━━━━━ ТЕКСТ ДЛЯ ЧТЕНИЯ ━━━━━
Александр Солженицын - Архипелаг ГУЛАГ. Книга 2
Да, ну а – исправление? А с исправлением-то как же? («Исправление» – это понятие общественно-государственное и не совпадает с восхождением.) Все судебные системы мира мечтают о том, чтобы преступники не просто отбывали срок, но исправлялись бы, то есть чтобы другой раз не увидеть их на скамье подсудимых, особенно по той же статье.
Впрочем, Пятьдесят Восьмую никогда и не стремились «исправить», то есть второй раз не посадить. Мы уже приводили откровенные высказывания тюрьмоведов об этом. Пятьдесят Восьмую хотели истребить через труд. А то, что мы выживали, – это уже была наша самодеятельность.
Достоевский восклицает: «Кого когда исправила каторга?»
Идеал исправления был и в русском пореформенном законодательстве (весь чеховский «Сахалин» исходит из этого идеала). Но успешно ли осуществлялся?
━━━━━
● **ЧТО СДЕЛАТЬ**
Продолжите текст об исправлении заключённых, начав сразу после его последней фразы.
━━━━━ ИСХОДНЫЕ ДАННЫЕ ━━━━━
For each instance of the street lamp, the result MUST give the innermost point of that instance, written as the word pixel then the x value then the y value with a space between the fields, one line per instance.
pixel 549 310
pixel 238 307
━━━━━
● **ОТВЕТ К ЗАДАНИЮ**
П. Якубович над этим много думал и пишет: террористический режим каторги «исправляет» лишь неразвращённых, – но они и без этого второй раз не совершат преступления. А испорченного этот режим только развращает, заставляет быть хитрым, лицемерным, по возможности не оставлять улик.
Что ж сказать о наших ИТЛ?! Теоретики тюрьмоведения (Gefängniskunde) всегда считали, что заключение не должно доводить до совершенного отчаяния, должно оставлять надежду и выход. Читатель уже видел, что наши ИТЛ доводили только и именно до совершенного отчаяния.
Чехов верно сказал: «Углубление в себя – вот что действительно нужно для исправления». Но именно углубления в себя больше всего боялись устроители наших лагерей. Общие бараки, бригады, трудовые коллективы именно и призваны были рассеять, растерзать это опасное самоуглубление.
Какое ж в наших лагерях исправление! – только порча: усвоение блатной воровской морали, усвоение жестоких лагерных нравов как общего закона жизни («криминогенные места» на языке тюрьмоведов, школа преступности).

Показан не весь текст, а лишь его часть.